When Daily Variety broke the news that Pixar had hired writers for the pitch that became the 2007 release ‘Ratatouille,’ Steve Jobs tracked the reporter down at the Sundance Film Festival, demanding to know her sources and threatening to fire the film’s writers. He called her on the private line of a rented condo–a number she had not given out to anyone. She still doesn’t know how he found it.”
–Daily Variety, June 18, 2006
Apple’s long-running war with the Fourth Estate–well, the Black Bag ops portion of it, anyway–has finally claimed its first victim. Think Secret, a Mac rumor site Apple sued for misappropriation of trade secrets back in 2005 after it pre-announced the Mac mini and the iLife ’05 software suite, has agreed to cease publication as part of its settlement with the company. “Apple and Think Secret have settled their lawsuit, reaching an agreement that results in a positive solution for both sides,” Think Secret said in a statement. “As part of the confidential settlement, no sources were revealed and Think Secret will no longer be published.”
A bit of an about-face for Think Secret and its 21-year-old publisher Nicholas Ciarelli, who up until this point had fought the suit tooth-and-nail, painting it as an effort to chill free speech and Apple as the tech industry’s version of the Nixon-era White House for filing it. “Apple’s lawsuit is an affront to the First Amendment and an attempt to use Apple’s economic power to intimidate small journalists,” Think Secret said in a 2005 Anti-SLAPP filing. “If a publication such as the New York Times had published such information, it would be called good journalism; Apple never would have considered a lawsuit.”

- WORK REQUIRED:
Continue the article about Apple's lawsuit against the rumor site Think Secret, starting right after its final paragraph.

- RECORD SET:
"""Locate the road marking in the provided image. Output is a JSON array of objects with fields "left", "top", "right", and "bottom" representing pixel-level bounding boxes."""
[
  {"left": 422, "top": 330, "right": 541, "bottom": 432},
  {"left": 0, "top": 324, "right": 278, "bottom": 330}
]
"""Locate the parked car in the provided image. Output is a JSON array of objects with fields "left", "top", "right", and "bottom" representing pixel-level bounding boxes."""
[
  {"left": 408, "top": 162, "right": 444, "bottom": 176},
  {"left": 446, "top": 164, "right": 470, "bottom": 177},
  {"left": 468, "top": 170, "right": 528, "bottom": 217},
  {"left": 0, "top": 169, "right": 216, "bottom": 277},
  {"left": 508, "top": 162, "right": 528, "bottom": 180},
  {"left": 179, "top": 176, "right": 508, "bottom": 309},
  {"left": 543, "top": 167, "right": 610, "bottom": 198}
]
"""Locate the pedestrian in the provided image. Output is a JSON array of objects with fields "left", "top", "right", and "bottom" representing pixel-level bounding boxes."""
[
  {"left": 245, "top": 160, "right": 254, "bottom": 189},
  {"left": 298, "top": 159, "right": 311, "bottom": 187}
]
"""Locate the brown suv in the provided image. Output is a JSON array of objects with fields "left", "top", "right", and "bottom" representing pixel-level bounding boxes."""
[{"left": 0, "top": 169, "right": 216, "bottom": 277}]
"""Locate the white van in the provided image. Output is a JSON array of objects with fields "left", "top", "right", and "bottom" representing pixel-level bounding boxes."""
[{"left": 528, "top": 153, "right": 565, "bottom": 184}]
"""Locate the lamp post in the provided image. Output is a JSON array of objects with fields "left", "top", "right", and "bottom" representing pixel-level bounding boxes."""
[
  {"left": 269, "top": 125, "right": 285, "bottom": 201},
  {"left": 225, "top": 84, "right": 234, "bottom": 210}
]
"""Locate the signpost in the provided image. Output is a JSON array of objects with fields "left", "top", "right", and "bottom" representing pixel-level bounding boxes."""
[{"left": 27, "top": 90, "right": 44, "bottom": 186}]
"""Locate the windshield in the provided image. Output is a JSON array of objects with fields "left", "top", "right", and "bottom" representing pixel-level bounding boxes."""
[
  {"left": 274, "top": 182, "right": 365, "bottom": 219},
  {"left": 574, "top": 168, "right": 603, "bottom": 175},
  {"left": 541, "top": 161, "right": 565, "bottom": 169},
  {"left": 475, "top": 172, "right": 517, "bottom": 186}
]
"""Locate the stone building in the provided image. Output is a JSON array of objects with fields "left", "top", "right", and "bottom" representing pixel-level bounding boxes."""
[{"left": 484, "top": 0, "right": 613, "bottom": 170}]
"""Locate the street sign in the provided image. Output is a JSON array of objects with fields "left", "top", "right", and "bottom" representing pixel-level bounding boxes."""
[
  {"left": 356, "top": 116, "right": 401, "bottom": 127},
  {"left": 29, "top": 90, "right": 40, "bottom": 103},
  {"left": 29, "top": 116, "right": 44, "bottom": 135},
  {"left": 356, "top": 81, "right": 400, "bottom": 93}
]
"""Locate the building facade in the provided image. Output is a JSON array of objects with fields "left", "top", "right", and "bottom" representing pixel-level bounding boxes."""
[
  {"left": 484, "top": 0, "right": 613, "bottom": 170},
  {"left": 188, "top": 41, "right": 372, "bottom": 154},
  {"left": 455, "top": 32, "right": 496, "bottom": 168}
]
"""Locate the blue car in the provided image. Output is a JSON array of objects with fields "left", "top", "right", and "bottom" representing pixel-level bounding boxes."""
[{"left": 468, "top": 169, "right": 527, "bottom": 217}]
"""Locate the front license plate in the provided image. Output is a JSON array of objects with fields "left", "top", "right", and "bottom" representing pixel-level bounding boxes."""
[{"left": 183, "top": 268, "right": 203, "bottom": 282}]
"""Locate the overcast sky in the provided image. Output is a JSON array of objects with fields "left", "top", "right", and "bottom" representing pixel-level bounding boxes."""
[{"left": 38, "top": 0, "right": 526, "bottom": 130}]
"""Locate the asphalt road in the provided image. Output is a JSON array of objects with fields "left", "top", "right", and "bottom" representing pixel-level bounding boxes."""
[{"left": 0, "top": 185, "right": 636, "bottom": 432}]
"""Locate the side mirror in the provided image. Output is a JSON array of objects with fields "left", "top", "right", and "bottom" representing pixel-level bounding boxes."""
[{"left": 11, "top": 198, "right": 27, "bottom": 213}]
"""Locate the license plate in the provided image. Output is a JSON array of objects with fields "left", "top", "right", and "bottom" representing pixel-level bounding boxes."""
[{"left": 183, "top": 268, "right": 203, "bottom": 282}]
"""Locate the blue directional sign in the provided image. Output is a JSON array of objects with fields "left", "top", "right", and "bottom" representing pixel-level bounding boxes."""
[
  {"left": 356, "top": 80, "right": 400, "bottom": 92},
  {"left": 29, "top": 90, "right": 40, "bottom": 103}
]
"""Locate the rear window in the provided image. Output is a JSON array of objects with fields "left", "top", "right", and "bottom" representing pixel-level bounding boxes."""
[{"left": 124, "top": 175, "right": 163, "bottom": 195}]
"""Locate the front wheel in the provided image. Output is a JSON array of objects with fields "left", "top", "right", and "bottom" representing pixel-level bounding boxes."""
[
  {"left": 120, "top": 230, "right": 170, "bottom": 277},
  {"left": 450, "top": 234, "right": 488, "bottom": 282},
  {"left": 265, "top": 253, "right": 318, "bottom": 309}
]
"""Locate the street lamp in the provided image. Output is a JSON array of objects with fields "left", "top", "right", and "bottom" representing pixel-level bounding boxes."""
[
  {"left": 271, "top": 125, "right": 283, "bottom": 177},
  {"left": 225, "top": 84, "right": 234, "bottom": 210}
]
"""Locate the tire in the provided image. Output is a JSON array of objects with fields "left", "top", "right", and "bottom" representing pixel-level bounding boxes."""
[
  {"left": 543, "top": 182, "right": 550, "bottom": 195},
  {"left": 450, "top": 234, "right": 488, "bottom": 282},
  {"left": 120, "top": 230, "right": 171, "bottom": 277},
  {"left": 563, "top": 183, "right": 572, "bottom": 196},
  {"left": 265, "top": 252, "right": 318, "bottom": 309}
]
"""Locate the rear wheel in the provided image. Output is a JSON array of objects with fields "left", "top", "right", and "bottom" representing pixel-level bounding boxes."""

- TASK RESULT:
Probably not. And it would never consider a suit against analyst Gene Munster, who’s essentially Piper Jaffray’s version of Think Secret. So why settle? We may never know, though in his statement, Ciarelli seemed to suggest he simply wanted to get on with his life without the specter of Apple legal hanging over him. “I’m pleased to have reached this amicable settlement,” he said. “[I] will now be able to move forward with my college studies and broader journalistic pursuits.”
UPDATE: The Think Secret camp describes the settlement as a loss for Apple. “It’s clear that Apple filed the lawsuit with such fanfare, but then stopped the entire litigation because they thought they were going to lose, and that they’d end up paying [Nick] a lot of money for it,” Ciarelli’s lawyer, Terry Gross of Gross & Belsky LLP, told Computerworld. “This shows that lawsuits like Apple’s can be stopped dead. … Other companies are going to realize that if they try something like this, there will be an uproar, and groups like EFF will do what it takes [to represent defendants]. … I would have loved for Apple to go forward on this. Apple would have caved, which they should have in the beginning.”